*Written problem:* Copy out the notebook on Netflix titles below word for word, from its first line to its last.
— Begin Excerpt to read —
In [1]:
# Imports and environment setup
import random
import numpy as np
import pandas as pd

from sklearn.preprocessing import StandardScaler
from sklearn.feature_extraction.text import TfidfVectorizer
from sklearn.neighbors import NearestNeighbors
from sklearn.decomposition import PCA
from sklearn.manifold import TSNE
from scipy import sparse

import matplotlib.pyplot as plt
import seaborn as sns

RANDOM_SEED = 42
np.random.seed(RANDOM_SEED)
random.seed(RANDOM_SEED)

Our dataset:

https://www.kaggle.com/datasets/victorsoeiro/netflix-tv-shows-and-movies

In [2]:
df = pd.read_csv("titles_cleaned.csv")

In [3]:
numeric_cols = df.select_dtypes(include=['number']).columns
numeric_cols

Index(['release_year', 'runtime', 'seasons', 'imdb_score', 'imdb_votes',
       'tmdb_popularity', 'tmdb_score'],
      dtype='object')

In [4]:
from sklearn.preprocessing import MultiLabelBinarizer

df['genres_list'] = df['genres'].str.split(', ')

mlb = MultiLabelBinarizer()
genre_dummies = pd.DataFrame(mlb.fit_transform(df['genres_list']),
                             columns=mlb.classes_,
                             index=df.index)

df = pd.concat([df, genre_dummies], axis=1)

In [5]:
tfidf = TfidfVectorizer(stop_words='english', max_features=5000)
tfidf_description = tfidf.fit_transform(df['description'])

from scipy.sparse import hstack
combined_features = hstack([tfidf_description, genre_dummies])

In [6]:
from sklearn.metrics.pairwise import cosine_similarity

similarity_matrix = cosine_similarity(combined_features)
— End Excerpt to read —
— Begin Recorded data —
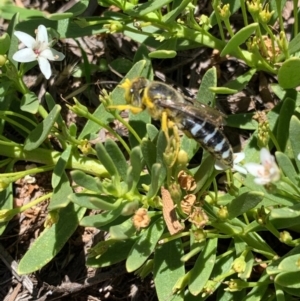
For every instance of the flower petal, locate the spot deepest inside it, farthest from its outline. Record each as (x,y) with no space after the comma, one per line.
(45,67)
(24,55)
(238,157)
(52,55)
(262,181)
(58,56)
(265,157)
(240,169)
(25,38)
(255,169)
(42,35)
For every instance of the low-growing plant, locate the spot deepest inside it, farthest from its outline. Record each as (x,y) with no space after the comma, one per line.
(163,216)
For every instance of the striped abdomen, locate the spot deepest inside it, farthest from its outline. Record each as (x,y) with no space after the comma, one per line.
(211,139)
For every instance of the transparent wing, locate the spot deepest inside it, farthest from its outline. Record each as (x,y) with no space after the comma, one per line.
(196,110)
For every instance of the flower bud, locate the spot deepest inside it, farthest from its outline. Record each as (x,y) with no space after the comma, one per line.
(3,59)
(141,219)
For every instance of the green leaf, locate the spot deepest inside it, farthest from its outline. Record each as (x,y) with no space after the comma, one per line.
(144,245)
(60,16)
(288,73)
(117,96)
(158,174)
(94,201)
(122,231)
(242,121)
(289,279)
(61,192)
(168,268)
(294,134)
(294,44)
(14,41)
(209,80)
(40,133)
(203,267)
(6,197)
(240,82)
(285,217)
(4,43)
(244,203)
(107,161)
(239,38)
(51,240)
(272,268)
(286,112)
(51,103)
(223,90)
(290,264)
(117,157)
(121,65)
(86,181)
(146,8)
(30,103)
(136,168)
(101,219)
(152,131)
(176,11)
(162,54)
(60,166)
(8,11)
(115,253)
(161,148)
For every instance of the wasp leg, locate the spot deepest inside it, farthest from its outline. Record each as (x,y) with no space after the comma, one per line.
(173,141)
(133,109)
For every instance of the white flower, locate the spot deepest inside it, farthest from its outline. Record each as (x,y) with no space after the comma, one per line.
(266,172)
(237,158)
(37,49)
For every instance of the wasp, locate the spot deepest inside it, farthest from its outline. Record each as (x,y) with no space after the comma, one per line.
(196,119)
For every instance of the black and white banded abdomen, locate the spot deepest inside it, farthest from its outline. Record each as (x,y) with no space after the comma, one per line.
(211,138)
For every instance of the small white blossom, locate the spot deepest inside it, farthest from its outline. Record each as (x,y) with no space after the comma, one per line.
— End Recorded data —
— Begin Recorded data —
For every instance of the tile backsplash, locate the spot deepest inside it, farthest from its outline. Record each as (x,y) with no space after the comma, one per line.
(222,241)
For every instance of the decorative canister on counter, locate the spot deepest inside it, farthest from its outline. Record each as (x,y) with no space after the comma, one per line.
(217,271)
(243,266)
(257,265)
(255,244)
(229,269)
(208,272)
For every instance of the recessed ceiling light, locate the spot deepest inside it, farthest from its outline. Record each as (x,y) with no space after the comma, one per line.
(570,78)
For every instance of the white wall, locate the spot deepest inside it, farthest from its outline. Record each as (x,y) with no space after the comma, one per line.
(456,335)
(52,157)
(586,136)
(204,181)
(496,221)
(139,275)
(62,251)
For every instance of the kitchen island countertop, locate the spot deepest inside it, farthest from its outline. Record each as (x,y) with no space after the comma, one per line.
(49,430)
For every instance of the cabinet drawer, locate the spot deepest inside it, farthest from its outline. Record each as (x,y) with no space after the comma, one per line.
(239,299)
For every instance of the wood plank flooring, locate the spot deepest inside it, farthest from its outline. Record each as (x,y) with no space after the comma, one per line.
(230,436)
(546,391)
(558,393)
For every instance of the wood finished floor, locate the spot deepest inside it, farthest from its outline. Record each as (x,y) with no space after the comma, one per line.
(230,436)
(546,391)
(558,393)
— End Recorded data —
— Begin Recorded data —
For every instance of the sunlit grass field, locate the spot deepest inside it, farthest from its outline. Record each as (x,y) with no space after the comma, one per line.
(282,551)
— End Recorded data —
*Final result:*
In [1]:
# Imports and environment setup
import random
import numpy as np
import pandas as pd

from sklearn.preprocessing import StandardScaler
from sklearn.feature_extraction.text import TfidfVectorizer
from sklearn.neighbors import NearestNeighbors
from sklearn.decomposition import PCA
from sklearn.manifold import TSNE
from scipy import sparse

import matplotlib.pyplot as plt
import seaborn as sns

RANDOM_SEED = 42
np.random.seed(RANDOM_SEED)
random.seed(RANDOM_SEED)

Our dataset:

https://www.kaggle.com/datasets/victorsoeiro/netflix-tv-shows-and-movies

In [2]:
df = pd.read_csv("titles_cleaned.csv")

In [3]:
numeric_cols = df.select_dtypes(include=['number']).columns
numeric_cols

Index(['release_year', 'runtime', 'seasons', 'imdb_score', 'imdb_votes',
       'tmdb_popularity', 'tmdb_score'],
      dtype='object')

In [4]:
from sklearn.preprocessing import MultiLabelBinarizer

df['genres_list'] = df['genres'].str.split(', ')

mlb = MultiLabelBinarizer()
genre_dummies = pd.DataFrame(mlb.fit_transform(df['genres_list']),
                             columns=mlb.classes_,
                             index=df.index)

df = pd.concat([df, genre_dummies], axis=1)

In [5]:
tfidf = TfidfVectorizer(stop_words='english', max_features=5000)
tfidf_description = tfidf.fit_transform(df['description'])

from scipy.sparse import hstack
combined_features = hstack([tfidf_description, genre_dummies])

In [6]:
from sklearn.metrics.pairwise import cosine_similarity

similarity_matrix = cosine_similarity(combined_features)